* **Aim of the task**:
Every line must be returned precisely as it is written.

* **Stored dataset items**:
########
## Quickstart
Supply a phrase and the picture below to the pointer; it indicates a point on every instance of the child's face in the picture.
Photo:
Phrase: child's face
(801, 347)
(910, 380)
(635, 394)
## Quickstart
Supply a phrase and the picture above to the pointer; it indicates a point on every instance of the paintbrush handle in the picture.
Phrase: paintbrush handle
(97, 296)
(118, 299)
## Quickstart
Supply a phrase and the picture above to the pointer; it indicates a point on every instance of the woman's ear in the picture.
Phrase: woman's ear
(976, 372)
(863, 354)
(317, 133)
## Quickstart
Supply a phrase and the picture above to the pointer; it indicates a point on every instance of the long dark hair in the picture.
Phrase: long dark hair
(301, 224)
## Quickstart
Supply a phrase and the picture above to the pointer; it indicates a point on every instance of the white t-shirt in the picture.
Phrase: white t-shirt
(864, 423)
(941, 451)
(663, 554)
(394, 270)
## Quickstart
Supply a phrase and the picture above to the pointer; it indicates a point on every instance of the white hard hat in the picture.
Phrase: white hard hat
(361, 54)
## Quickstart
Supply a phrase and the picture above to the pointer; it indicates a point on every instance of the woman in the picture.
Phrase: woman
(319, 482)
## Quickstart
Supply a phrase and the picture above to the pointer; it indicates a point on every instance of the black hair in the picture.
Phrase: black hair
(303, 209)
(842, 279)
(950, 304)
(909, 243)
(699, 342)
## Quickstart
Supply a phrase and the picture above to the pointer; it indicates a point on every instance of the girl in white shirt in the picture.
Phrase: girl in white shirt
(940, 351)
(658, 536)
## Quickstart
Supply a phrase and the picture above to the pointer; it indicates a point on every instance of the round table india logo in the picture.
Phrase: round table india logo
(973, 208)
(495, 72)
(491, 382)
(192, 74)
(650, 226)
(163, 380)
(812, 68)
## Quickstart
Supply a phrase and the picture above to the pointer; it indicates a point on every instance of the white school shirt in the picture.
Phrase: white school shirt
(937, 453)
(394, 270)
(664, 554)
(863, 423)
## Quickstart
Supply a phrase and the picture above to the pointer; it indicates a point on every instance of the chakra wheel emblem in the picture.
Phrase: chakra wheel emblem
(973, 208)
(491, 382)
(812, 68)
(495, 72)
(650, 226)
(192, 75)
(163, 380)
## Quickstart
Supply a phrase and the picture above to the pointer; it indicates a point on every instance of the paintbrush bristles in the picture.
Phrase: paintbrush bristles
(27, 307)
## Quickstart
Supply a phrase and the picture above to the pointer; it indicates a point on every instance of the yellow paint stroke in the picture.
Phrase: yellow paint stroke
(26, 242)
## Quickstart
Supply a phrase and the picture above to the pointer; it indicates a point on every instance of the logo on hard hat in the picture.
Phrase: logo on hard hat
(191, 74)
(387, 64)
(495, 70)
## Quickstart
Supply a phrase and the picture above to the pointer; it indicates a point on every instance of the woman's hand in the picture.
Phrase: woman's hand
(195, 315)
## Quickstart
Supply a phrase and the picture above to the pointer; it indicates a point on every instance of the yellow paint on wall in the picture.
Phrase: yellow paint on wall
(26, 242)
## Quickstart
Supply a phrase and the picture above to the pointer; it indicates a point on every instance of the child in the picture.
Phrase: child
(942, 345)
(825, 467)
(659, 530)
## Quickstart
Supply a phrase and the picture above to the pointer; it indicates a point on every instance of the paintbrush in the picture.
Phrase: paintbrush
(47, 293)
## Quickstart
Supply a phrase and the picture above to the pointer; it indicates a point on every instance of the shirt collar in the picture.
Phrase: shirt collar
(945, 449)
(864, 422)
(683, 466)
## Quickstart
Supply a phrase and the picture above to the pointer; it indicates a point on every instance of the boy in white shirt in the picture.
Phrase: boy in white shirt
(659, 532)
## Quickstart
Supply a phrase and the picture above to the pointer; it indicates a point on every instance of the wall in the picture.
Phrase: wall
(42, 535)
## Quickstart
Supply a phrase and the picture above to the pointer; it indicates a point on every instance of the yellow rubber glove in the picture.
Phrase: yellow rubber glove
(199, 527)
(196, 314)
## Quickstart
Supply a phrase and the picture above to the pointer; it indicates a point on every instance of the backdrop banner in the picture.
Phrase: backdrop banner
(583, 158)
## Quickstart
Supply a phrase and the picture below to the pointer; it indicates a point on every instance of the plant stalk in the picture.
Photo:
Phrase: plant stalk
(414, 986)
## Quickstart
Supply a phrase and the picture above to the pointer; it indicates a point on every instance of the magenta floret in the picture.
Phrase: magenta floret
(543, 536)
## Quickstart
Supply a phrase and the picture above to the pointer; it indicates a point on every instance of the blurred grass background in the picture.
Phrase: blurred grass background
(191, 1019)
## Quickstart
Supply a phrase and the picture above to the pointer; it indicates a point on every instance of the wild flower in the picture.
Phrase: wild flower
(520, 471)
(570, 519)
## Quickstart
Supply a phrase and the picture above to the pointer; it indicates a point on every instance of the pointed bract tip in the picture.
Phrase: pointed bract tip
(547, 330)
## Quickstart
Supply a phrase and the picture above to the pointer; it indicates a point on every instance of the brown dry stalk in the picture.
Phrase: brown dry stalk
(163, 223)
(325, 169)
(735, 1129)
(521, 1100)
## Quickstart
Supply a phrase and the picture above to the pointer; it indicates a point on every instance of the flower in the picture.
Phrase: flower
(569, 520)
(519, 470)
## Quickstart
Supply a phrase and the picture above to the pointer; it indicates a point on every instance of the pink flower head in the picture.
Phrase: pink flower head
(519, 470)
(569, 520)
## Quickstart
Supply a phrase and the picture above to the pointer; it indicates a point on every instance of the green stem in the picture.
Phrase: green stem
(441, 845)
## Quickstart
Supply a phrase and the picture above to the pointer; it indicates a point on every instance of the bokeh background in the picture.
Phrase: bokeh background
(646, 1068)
########
* **Response**:
## Quickstart
Supply a phrase and the picture below to the pointer; it indicates a point on every instance of the child's face in the picture.
Photo:
Phrase: child's face
(801, 347)
(910, 380)
(635, 394)
## Quickstart
Supply a phrase and the picture above to the pointer; it indicates a point on every instance of the paintbrush handle in the picture.
Phrase: paintbrush handle
(97, 296)
(118, 299)
## Quickstart
Supply a phrase and the picture above to the pointer; it indicates a point on every instance of the woman's ear in the picture.
Phrase: woman's ear
(976, 372)
(863, 354)
(317, 133)
## Quickstart
Supply a phrase and the picture above to the pointer; it indicates a point on every instance of the long dark hair in the picture.
Phrase: long dark hair
(301, 224)
## Quickstart
Supply a phrase and the picture above to the pointer; it indicates a point on every instance of the white t-shirt in the picture.
Phrase: white t-shirt
(864, 423)
(941, 451)
(663, 554)
(394, 270)
## Quickstart
Supply a phrase and the picture above to the pointer; it indicates a point on every instance of the white hard hat in the picture.
Phrase: white hard hat
(361, 54)
## Quickstart
Supply a phrase and the picture above to the pointer; it indicates a point on every instance of the woman in the picture.
Phrase: woman
(319, 482)
## Quickstart
Supply a phrase and the picture above to the pointer; it indicates a point on every instance of the black hair in the picture.
Phrase: black hair
(303, 209)
(842, 279)
(950, 304)
(909, 243)
(699, 342)
## Quickstart
Supply a phrase and the picture above to the pointer; it indicates a point on every instance of the girl in white shirt in the picture.
Phrase: girl in white shirt
(940, 351)
(658, 536)
## Quickstart
Supply a phrase and the picture above to the pointer; it indicates a point on every instance of the round table india logo in the picture.
Phrase: round table india logo
(973, 208)
(495, 72)
(491, 382)
(192, 74)
(650, 226)
(163, 380)
(812, 68)
## Quickstart
Supply a phrase and the picture above to the pointer; it indicates a point on every instance of the white school shirt in the picture.
Phrase: white school shirt
(937, 453)
(394, 270)
(664, 554)
(863, 423)
## Quickstart
Supply a phrase and the picture above to the pointer; it indicates a point on every instance of the chakra wheel emblem in the picture.
Phrase: chakra wheel emblem
(973, 208)
(491, 382)
(812, 68)
(495, 72)
(650, 226)
(192, 75)
(163, 380)
## Quickstart
Supply a phrase and the picture above to the pointer; it indicates a point on every instance of the paintbrush bristles in the picture.
Phrase: paintbrush bristles
(27, 307)
## Quickstart
Supply a phrase and the picture above to the pointer; it indicates a point on every instance of the yellow paint stroke in the picture.
Phrase: yellow paint stroke
(26, 242)
## Quickstart
Supply a phrase and the picture above to the pointer; it indicates a point on every instance of the logo on hard hat in the picture.
Phrase: logo on hard hat
(191, 74)
(387, 64)
(495, 70)
## Quickstart
Supply a phrase and the picture above to the pointer; it indicates a point on every instance of the woman's hand in the picture.
Phrase: woman's hand
(195, 315)
## Quickstart
Supply a phrase and the picture above to the pointer; it indicates a point on every instance of the yellow paint on wall in the picture.
Phrase: yellow paint on wall
(26, 242)
## Quickstart
Supply a phrase and the picture above to the pointer; it indicates a point on every instance of the child in the picture.
Phrase: child
(942, 345)
(825, 467)
(659, 530)
## Quickstart
Supply a phrase and the picture above to the pointer; it indicates a point on every instance of the paintbrush in the picture.
Phrase: paintbrush
(47, 293)
## Quickstart
Supply a phrase and the picture above to the pointer; it indicates a point on every instance of the shirt collar in the picture.
Phrase: shirt collar
(945, 449)
(864, 422)
(683, 466)
## Quickstart
Supply a phrase and the picture above to the pointer; it indicates a point on every instance of the boy in white shirt in the picture.
Phrase: boy in white shirt
(659, 532)
## Quickstart
Supply a phrase and the picture above to the pointer; it indicates a point on every instance of the wall in the picture.
Phrase: wall
(42, 535)
## Quickstart
Supply a phrase and the picture above to the pointer; it indicates a point on every instance of the yellow rubber glove in the picture.
Phrase: yellow rubber glove
(199, 527)
(196, 314)
## Quickstart
Supply a phrase and the picture above to the pointer; it indicates a point on every instance of the backdrop banner in the picture.
Phrase: backdrop banner
(583, 158)
## Quickstart
Supply a phrase and the picture below to the pointer; it indicates a point on every instance of the plant stalk in the picture.
Photo:
Phrase: plant stalk
(414, 986)
## Quickstart
Supply a phrase and the picture above to the pointer; it indicates a point on every instance of the magenta floret in the picture.
Phrase: magenta floret
(543, 536)
## Quickstart
Supply a phrase and the picture above to the pointer; it indicates a point on every instance of the blurred grass background in the picture.
Phrase: blurred grass background
(191, 1019)
## Quickstart
Supply a phrase and the picture above to the pointer; it indicates a point on every instance of the wild flower in the picture.
Phrase: wild flower
(520, 471)
(570, 519)
## Quickstart
Supply a phrase and the picture above to the pointer; it indicates a point on every instance of the pointed bract tip in the picture.
Phrase: pointed bract tip
(547, 330)
## Quickstart
Supply a phrase and the picture above to the pointer; it indicates a point on every instance of the brown dry stalk in the picture.
Phrase: brown dry stalk
(163, 223)
(325, 169)
(735, 1129)
(521, 1100)
## Quickstart
Supply a phrase and the picture above to the pointer; it indicates a point on every instance of the flower in the picture.
Phrase: flower
(569, 520)
(519, 470)
## Quickstart
Supply a phrase and the picture above to the pointer; it indicates a point on every instance of the pink flower head in the picture.
Phrase: pink flower head
(519, 470)
(569, 520)
## Quickstart
Supply a phrase and the picture above to the pointer; it indicates a point on every instance of the green stem in the picture.
Phrase: green stem
(441, 845)
## Quickstart
Supply a phrase and the picture above to the pointer; it indicates a point on every instance of the bokeh background in the picture.
Phrase: bokeh background
(646, 1068)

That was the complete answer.